CONSEGNA
Nel testo su Cortázar, chi condusse l'intervista del 1977 per la trasmissione televisiva "A Fondo"?

TESTO DA LEGGERE
──────────────────────────────
Se l’amico Cortázar viene chiamato “autore di culto”

Amicissimi del Cortázar, buongiorno.

È venerdì 13 giugno, ieri sono cominciati i mondiali di calcio brasiliani, domani esordisce l’Italia, potremmo chiedere di meglio?

Anche sì.

Leggere qualche libro, per esempio.

Questa faccenda del centenario è meglio del Cialis, le case editrice espellono Cortázar a ogni piè sospinto, nei primi sei mesi del 2014 sono usciti sette libri cortázariani: inediti, nuove edizioni, interviste. Scandagliamoli.

L’altro lato delle cose. Intervista

Per i tipi di Mimesis è diventata libro l’eccezionale intervista del 1977 condotta da Joaquín Soler Serrano per la trasmissione televisiva “A Fondo” (tra gli altri furono ospiti Borges, Rulfo, Dalì, Paz, Carpentier. Il loro archivio è fenomenale).

Storie di cronopios e di famas

Nuova edizione, Einaudi.

Lezioni di letteratura, Berkley 1980

1980, Cortázar è in California per un ciclo di lezioni universitarie. E le lezioni diventano dialoghi. E i dialoghi diventano un libro. Einaudi.

Un certo Lucas

Ne hanno parlato anche i social sassi. Tra letture collettive e presentazioni è arrivato Lucas, a portarcelo le Edizioni Sur.

I racconti

Quasi milletrecento pagine, tutti i racconti di Cortázar, volume da collezione. Einaudi.

Tutti i fuochi il fuoco

Nuova edizione, Einaudi.

Bestiario

Nuova edizione, Einaudi.

E non è finita, nossignori: ad agosto Chi scrive i nostri libri, secondo volume di una ideale trilogia epistolaria del Nostro, Edizioni Sur.

La domanda è: siamo contenti di questa orgia libresca e cortázariana?

La risposta dovrebbe essere: certo che sì!

Eppure, qualcuno abbozza un ragionamento, muove una critica, traspare intolleranza.

È il caso del cappello introduttivo (cappello introduttivo non se l’aspettava nessuno, vero?) alla recensione di Storie di cronopios e di famas apparsa recentemente sul blog letterario 2000 battute, cito: «Prima di dire qualcosa del libro dopo averlo letto, vorrei dire qualcosa del libro prima e durante la lettura. Già, perché sta crescendo, in me, una certa insofferenza per l’iconografia commercial-popolare che è montata attorno a Julio Cortázar.
──────────────────────────────
DATI FORNITI

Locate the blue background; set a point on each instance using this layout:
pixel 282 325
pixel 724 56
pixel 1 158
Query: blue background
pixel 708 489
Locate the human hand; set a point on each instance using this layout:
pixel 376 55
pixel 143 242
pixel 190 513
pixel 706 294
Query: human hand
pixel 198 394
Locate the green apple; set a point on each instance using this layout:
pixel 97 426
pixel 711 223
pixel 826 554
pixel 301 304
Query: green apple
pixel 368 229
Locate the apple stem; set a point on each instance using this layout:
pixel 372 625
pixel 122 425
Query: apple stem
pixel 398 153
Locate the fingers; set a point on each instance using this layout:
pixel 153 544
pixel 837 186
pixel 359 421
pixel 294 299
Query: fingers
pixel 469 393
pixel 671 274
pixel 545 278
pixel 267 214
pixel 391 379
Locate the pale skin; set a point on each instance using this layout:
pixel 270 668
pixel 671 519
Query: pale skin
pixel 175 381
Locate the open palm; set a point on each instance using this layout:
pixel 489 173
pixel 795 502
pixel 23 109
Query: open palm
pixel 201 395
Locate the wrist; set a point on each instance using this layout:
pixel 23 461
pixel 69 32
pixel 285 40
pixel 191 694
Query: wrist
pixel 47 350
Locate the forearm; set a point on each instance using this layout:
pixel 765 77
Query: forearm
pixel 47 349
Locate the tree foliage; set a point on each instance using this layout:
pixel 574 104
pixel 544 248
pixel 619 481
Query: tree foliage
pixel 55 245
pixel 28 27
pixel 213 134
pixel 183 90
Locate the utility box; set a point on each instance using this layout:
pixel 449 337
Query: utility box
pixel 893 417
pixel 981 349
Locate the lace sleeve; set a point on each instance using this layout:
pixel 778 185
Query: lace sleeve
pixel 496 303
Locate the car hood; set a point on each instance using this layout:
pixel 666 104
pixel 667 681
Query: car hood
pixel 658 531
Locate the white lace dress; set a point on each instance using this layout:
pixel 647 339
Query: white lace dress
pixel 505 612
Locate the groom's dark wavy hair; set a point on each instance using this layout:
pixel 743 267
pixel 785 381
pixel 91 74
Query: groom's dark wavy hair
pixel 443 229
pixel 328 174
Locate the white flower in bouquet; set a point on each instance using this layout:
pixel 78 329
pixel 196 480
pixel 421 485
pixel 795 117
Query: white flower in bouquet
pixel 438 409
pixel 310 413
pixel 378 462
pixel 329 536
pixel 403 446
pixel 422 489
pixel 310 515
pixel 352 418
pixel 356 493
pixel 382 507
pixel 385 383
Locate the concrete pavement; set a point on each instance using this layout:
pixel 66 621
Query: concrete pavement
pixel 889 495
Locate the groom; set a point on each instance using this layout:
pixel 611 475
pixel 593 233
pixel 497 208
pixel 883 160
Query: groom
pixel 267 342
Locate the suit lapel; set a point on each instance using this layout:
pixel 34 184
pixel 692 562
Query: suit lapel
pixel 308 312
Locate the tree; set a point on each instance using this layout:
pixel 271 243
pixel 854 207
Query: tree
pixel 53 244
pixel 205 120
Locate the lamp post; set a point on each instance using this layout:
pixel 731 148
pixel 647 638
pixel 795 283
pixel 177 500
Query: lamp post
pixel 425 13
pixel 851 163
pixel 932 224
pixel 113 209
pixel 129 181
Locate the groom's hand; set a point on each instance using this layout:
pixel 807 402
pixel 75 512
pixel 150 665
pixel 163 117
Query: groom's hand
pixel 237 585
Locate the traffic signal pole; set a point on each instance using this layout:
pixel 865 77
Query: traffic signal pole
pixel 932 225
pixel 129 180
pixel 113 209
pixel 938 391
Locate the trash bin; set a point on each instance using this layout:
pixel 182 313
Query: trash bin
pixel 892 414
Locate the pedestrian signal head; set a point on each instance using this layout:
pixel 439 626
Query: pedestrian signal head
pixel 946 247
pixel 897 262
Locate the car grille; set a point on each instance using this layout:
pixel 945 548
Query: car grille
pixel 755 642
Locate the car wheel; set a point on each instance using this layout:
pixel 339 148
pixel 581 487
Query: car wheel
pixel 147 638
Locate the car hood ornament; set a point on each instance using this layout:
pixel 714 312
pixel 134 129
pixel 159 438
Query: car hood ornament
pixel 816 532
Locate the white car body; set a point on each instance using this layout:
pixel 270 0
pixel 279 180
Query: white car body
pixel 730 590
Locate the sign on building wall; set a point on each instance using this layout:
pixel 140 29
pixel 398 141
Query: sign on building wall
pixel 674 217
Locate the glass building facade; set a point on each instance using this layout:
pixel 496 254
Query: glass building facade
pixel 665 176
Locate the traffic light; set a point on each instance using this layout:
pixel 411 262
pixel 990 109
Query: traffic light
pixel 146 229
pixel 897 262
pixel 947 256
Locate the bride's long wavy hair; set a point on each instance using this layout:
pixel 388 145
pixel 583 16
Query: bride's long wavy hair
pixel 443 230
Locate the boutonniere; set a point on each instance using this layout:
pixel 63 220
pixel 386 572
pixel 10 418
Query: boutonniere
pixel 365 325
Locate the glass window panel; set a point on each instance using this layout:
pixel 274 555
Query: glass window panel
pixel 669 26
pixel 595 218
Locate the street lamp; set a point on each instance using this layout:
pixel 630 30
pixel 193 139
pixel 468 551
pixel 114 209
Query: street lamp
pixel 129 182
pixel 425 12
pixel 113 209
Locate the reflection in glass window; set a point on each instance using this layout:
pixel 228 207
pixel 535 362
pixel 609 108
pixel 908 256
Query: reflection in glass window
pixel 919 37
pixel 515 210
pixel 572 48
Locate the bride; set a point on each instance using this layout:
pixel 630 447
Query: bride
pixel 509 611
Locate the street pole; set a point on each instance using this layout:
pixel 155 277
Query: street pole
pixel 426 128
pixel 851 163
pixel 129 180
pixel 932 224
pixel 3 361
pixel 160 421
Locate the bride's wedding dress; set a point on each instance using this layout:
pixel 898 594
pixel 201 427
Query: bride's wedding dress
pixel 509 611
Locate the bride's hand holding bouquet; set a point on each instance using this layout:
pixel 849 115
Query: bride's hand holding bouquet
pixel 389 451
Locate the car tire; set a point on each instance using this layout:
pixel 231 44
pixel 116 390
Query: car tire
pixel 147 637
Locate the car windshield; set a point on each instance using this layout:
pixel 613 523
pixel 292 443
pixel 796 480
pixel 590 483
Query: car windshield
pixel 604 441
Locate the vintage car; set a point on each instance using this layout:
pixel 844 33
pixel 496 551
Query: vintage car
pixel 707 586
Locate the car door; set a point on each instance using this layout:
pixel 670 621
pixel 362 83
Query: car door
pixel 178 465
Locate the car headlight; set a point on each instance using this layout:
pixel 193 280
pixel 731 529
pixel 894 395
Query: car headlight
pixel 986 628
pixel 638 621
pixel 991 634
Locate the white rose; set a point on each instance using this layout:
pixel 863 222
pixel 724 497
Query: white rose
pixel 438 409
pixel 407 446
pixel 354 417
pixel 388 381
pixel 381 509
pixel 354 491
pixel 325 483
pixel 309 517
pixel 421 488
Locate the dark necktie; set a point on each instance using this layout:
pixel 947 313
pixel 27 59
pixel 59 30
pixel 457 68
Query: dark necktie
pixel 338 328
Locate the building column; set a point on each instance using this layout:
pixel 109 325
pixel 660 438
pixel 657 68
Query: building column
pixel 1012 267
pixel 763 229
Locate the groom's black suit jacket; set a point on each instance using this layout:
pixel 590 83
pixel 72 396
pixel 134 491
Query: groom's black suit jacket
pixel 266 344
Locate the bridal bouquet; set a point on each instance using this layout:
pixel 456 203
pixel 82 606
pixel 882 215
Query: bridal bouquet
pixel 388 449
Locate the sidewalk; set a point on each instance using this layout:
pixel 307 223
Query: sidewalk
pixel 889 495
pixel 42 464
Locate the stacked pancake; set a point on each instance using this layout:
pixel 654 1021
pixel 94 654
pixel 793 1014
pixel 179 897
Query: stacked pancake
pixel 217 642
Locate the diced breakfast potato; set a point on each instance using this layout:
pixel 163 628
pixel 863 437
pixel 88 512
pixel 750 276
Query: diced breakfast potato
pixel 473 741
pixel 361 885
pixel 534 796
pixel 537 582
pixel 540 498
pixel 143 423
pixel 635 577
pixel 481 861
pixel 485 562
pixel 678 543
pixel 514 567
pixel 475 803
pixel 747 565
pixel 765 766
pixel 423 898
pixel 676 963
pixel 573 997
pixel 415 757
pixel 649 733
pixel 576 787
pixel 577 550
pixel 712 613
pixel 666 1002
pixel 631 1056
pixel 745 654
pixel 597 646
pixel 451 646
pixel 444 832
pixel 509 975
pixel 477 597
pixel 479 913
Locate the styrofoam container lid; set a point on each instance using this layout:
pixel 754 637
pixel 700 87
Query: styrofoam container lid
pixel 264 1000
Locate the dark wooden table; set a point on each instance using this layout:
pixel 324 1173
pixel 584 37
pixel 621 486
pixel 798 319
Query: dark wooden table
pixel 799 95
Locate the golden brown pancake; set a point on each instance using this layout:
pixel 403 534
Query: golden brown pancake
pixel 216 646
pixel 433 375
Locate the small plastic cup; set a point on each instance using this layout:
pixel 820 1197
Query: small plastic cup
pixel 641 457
──────────────────────────────
RISPOSTA COMPLETA
Joaquín Soler Serrano.